Exercise requirements:
Repeat the stretch from the line containing "Category: purple petal" through the end of the records, changing "flower" to "blossom" and keeping everything else the same.

### Material provided

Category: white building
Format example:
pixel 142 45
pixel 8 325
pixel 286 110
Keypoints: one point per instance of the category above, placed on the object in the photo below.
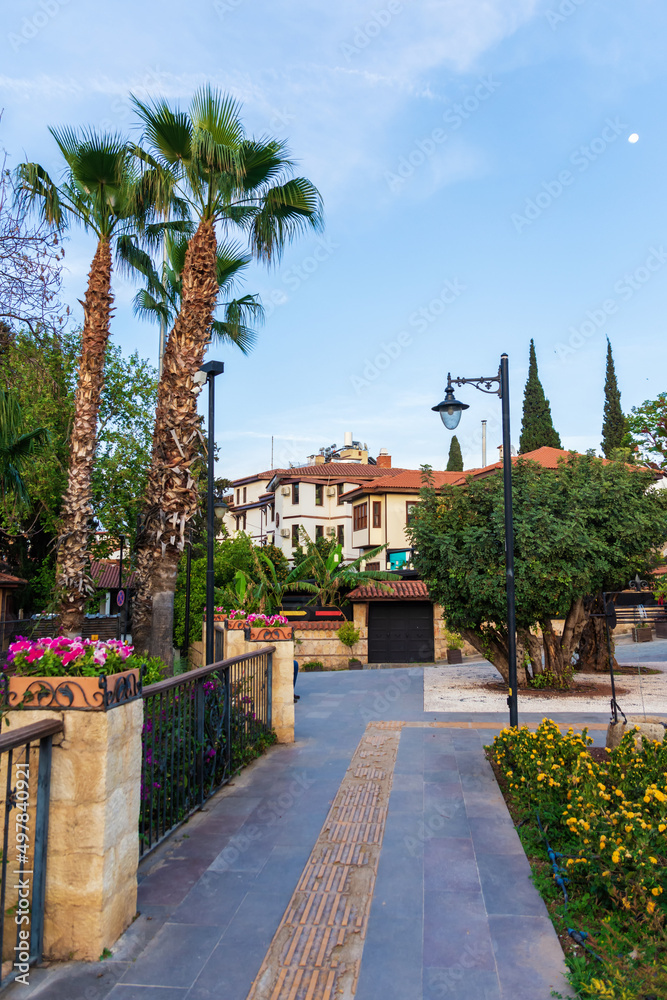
pixel 273 506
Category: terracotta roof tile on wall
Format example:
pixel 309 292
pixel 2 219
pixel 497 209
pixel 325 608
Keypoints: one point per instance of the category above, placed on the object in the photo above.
pixel 401 590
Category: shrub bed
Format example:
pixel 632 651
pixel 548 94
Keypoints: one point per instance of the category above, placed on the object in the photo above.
pixel 604 815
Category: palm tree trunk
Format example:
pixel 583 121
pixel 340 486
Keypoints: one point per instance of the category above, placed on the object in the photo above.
pixel 72 578
pixel 171 496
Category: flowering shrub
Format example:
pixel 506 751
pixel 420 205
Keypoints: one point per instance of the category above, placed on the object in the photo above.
pixel 608 822
pixel 62 656
pixel 258 620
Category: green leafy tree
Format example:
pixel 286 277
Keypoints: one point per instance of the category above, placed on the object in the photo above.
pixel 160 299
pixel 614 425
pixel 18 446
pixel 537 429
pixel 647 425
pixel 579 529
pixel 455 461
pixel 203 158
pixel 332 577
pixel 102 191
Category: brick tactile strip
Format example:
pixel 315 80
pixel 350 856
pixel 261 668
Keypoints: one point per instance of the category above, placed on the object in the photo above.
pixel 316 951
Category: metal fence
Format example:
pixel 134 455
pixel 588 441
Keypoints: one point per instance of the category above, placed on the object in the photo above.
pixel 199 729
pixel 25 777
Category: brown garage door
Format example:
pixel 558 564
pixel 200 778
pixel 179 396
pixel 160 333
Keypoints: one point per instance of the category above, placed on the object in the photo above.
pixel 400 632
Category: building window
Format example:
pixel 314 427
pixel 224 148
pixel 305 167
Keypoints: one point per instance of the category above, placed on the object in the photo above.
pixel 360 517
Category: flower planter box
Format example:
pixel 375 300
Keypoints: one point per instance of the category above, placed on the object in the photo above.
pixel 269 633
pixel 89 694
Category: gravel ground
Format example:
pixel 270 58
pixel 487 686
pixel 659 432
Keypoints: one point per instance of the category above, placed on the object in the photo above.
pixel 461 688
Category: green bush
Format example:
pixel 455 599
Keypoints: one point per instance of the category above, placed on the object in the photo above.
pixel 606 821
pixel 348 634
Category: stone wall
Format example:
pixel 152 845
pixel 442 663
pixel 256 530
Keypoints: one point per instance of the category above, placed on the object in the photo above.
pixel 93 844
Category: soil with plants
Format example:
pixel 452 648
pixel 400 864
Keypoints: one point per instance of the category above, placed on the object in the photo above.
pixel 593 824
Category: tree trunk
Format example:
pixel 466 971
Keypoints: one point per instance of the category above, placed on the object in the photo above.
pixel 493 646
pixel 171 496
pixel 72 577
pixel 592 649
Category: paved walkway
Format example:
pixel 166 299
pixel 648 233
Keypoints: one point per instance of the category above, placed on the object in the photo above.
pixel 373 858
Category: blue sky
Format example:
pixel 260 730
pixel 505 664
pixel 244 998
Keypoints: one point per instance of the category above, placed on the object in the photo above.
pixel 479 190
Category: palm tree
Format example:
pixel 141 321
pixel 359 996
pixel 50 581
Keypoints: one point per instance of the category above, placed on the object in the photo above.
pixel 16 448
pixel 160 299
pixel 233 182
pixel 103 191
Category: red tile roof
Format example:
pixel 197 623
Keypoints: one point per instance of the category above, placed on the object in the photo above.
pixel 105 575
pixel 401 590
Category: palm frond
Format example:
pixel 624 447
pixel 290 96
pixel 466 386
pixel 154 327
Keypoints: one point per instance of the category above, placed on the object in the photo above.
pixel 168 132
pixel 287 211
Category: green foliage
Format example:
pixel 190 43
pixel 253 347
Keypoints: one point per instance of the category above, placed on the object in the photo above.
pixel 537 429
pixel 455 460
pixel 607 821
pixel 332 578
pixel 453 640
pixel 614 424
pixel 647 425
pixel 348 634
pixel 579 529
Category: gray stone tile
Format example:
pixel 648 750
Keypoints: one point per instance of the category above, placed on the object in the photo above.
pixel 529 957
pixel 460 983
pixel 450 865
pixel 494 835
pixel 456 927
pixel 507 886
pixel 174 957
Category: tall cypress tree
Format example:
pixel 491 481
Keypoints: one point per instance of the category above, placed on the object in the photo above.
pixel 614 424
pixel 537 429
pixel 455 462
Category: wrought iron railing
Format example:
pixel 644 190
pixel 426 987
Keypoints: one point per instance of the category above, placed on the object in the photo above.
pixel 25 776
pixel 199 729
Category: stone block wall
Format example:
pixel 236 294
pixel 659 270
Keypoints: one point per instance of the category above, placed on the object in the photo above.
pixel 93 844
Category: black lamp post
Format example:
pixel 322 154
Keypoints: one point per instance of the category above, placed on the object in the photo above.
pixel 210 369
pixel 450 410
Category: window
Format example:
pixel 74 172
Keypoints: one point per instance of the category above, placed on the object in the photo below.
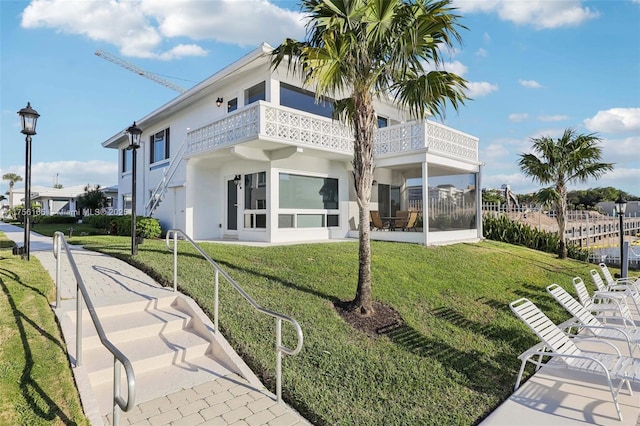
pixel 308 192
pixel 312 197
pixel 127 160
pixel 452 202
pixel 255 93
pixel 255 199
pixel 255 191
pixel 388 199
pixel 304 100
pixel 159 144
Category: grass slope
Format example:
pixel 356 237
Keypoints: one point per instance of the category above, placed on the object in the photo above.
pixel 452 361
pixel 36 384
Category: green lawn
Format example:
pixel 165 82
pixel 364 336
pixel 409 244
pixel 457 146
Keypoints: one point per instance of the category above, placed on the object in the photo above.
pixel 36 383
pixel 452 361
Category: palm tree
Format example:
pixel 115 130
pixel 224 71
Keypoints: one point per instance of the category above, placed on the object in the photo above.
pixel 12 178
pixel 572 158
pixel 367 49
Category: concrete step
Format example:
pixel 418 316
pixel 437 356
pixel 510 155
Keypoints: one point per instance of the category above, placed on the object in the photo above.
pixel 146 353
pixel 150 322
pixel 165 380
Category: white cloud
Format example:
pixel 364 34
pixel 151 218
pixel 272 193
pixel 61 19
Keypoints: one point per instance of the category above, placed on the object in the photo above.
pixel 518 118
pixel 540 14
pixel 530 84
pixel 69 173
pixel 548 118
pixel 144 28
pixel 615 120
pixel 478 89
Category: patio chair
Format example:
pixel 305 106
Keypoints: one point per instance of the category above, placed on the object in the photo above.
pixel 602 302
pixel 402 216
pixel 626 291
pixel 563 352
pixel 376 221
pixel 586 321
pixel 612 282
pixel 411 222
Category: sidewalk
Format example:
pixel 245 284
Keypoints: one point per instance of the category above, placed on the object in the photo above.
pixel 210 399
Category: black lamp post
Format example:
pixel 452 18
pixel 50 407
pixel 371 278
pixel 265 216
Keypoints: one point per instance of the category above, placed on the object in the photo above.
pixel 134 133
pixel 621 207
pixel 29 118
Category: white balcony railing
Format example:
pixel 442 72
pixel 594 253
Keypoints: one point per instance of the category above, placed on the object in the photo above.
pixel 414 136
pixel 287 125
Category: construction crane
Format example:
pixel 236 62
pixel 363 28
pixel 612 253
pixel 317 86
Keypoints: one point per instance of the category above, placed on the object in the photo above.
pixel 136 69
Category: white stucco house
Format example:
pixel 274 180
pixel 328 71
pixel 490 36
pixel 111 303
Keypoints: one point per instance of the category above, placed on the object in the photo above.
pixel 249 155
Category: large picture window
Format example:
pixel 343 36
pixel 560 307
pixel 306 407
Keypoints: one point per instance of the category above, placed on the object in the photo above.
pixel 308 192
pixel 159 146
pixel 308 202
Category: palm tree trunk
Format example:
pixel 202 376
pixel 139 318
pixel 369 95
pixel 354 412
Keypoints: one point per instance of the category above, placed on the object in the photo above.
pixel 561 214
pixel 364 123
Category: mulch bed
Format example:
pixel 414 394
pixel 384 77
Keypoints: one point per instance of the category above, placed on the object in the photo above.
pixel 383 319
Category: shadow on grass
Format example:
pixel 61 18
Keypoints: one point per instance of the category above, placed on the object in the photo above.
pixel 481 373
pixel 32 392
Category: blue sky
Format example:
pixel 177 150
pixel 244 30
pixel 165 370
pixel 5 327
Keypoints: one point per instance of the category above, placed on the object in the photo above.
pixel 534 68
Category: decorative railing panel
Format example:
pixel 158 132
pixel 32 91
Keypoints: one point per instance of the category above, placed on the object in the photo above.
pixel 447 140
pixel 288 125
pixel 298 127
pixel 239 125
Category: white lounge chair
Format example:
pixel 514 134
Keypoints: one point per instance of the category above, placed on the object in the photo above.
pixel 602 302
pixel 586 322
pixel 628 291
pixel 564 353
pixel 613 282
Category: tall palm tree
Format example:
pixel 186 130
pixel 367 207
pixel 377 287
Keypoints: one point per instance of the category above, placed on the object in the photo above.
pixel 367 49
pixel 12 178
pixel 572 158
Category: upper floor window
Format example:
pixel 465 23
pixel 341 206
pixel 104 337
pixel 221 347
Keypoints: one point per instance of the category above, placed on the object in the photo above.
pixel 232 105
pixel 159 144
pixel 304 100
pixel 127 160
pixel 255 93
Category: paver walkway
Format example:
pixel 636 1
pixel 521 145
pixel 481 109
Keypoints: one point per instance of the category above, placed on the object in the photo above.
pixel 230 400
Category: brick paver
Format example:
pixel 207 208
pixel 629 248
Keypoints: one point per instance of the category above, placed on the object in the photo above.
pixel 223 401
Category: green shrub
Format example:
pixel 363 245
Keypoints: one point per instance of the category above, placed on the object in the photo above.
pixel 147 227
pixel 501 228
pixel 100 221
pixel 53 219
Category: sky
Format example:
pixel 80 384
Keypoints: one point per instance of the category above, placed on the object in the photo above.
pixel 534 67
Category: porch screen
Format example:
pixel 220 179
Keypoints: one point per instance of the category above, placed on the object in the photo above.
pixel 308 192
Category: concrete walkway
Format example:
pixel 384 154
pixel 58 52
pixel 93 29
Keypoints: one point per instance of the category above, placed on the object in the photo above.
pixel 211 399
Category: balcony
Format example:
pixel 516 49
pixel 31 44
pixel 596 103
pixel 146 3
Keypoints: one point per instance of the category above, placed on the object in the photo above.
pixel 287 126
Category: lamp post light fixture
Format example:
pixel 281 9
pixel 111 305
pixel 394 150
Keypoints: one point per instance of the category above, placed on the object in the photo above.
pixel 621 207
pixel 133 133
pixel 29 119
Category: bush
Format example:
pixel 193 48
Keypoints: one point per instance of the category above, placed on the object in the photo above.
pixel 55 219
pixel 501 228
pixel 147 227
pixel 100 221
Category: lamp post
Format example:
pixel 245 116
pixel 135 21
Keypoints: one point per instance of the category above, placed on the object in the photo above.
pixel 621 206
pixel 134 133
pixel 29 119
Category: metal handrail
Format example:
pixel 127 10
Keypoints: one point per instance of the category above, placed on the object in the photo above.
pixel 218 270
pixel 119 358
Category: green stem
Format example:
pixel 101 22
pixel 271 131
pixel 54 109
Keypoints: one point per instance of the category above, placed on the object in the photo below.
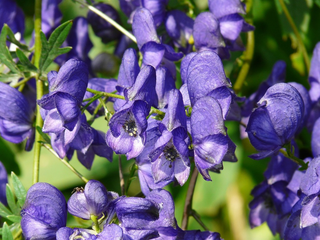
pixel 110 20
pixel 296 32
pixel 248 55
pixel 95 222
pixel 25 80
pixel 65 162
pixel 39 84
pixel 105 94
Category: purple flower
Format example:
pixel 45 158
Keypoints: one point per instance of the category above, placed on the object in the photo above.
pixel 3 183
pixel 51 16
pixel 127 129
pixel 179 27
pixel 101 27
pixel 210 140
pixel 276 120
pixel 12 15
pixel 152 49
pixel 44 212
pixel 92 200
pixel 66 91
pixel 16 116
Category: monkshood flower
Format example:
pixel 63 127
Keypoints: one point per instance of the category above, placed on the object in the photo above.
pixel 102 85
pixel 13 16
pixel 205 77
pixel 170 157
pixel 152 49
pixel 156 8
pixel 143 161
pixel 271 204
pixel 277 75
pixel 93 200
pixel 147 215
pixel 51 16
pixel 274 123
pixel 210 140
pixel 106 31
pixel 127 129
pixel 3 183
pixel 110 232
pixel 66 91
pixel 44 212
pixel 16 116
pixel 179 27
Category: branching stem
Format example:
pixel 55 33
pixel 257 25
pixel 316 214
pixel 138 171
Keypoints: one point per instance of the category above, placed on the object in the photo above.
pixel 188 203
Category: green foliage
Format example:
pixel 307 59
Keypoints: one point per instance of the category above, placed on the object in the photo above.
pixel 5 56
pixel 6 233
pixel 51 49
pixel 24 64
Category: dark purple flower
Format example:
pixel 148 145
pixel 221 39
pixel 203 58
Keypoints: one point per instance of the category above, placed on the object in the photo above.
pixel 16 116
pixel 12 15
pixel 99 84
pixel 106 31
pixel 127 129
pixel 44 212
pixel 210 140
pixel 205 73
pixel 152 49
pixel 129 68
pixel 221 8
pixel 66 91
pixel 51 16
pixel 3 183
pixel 92 200
pixel 150 213
pixel 276 120
pixel 179 27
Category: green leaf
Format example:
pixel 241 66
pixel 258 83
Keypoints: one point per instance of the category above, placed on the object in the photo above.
pixel 43 135
pixel 9 77
pixel 5 56
pixel 25 65
pixel 12 201
pixel 11 38
pixel 51 49
pixel 14 218
pixel 19 189
pixel 6 233
pixel 4 211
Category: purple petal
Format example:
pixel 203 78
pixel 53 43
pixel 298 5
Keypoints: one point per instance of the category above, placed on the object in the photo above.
pixel 222 8
pixel 206 31
pixel 205 73
pixel 143 27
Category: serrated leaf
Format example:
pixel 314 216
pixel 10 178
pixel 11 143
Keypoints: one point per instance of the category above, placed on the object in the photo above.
pixel 25 64
pixel 11 38
pixel 14 218
pixel 43 135
pixel 11 201
pixel 51 49
pixel 19 189
pixel 5 56
pixel 4 211
pixel 6 233
pixel 9 77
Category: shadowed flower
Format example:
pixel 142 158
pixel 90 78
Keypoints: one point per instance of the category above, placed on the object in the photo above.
pixel 44 212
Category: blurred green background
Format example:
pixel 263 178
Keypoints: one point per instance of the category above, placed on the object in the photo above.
pixel 222 203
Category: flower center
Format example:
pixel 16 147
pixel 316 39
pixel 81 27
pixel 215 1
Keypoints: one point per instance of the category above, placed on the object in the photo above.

######

Right answer:
Category: purple petal
Format example:
pixel 203 78
pixel 53 43
pixel 298 5
Keypoints: one point per instance of the category above, placed on the object in the photo above.
pixel 222 8
pixel 206 31
pixel 205 73
pixel 143 27
Category: serrated leaf
Format example:
pixel 314 216
pixel 10 178
pixel 11 143
Keypoints: one point per instance of the category above, placed on the object in the photo above.
pixel 25 64
pixel 11 38
pixel 14 218
pixel 43 135
pixel 11 201
pixel 51 49
pixel 19 189
pixel 5 56
pixel 4 211
pixel 6 233
pixel 9 77
Category: shadowed blossom
Format example:
pixel 142 158
pixel 90 78
Keypoints: one point per instance of the category above, placed on the object in the photo above.
pixel 44 212
Category: blurred green background
Format example:
pixel 263 178
Keypoints: one point per instance of the category above, placed on the object in the photo above.
pixel 222 203
Category: blossom center
Format example:
pixel 16 147
pixel 316 39
pixel 81 27
pixel 215 1
Keypoints: one point per instance of the category above, placed on the object in the photo above.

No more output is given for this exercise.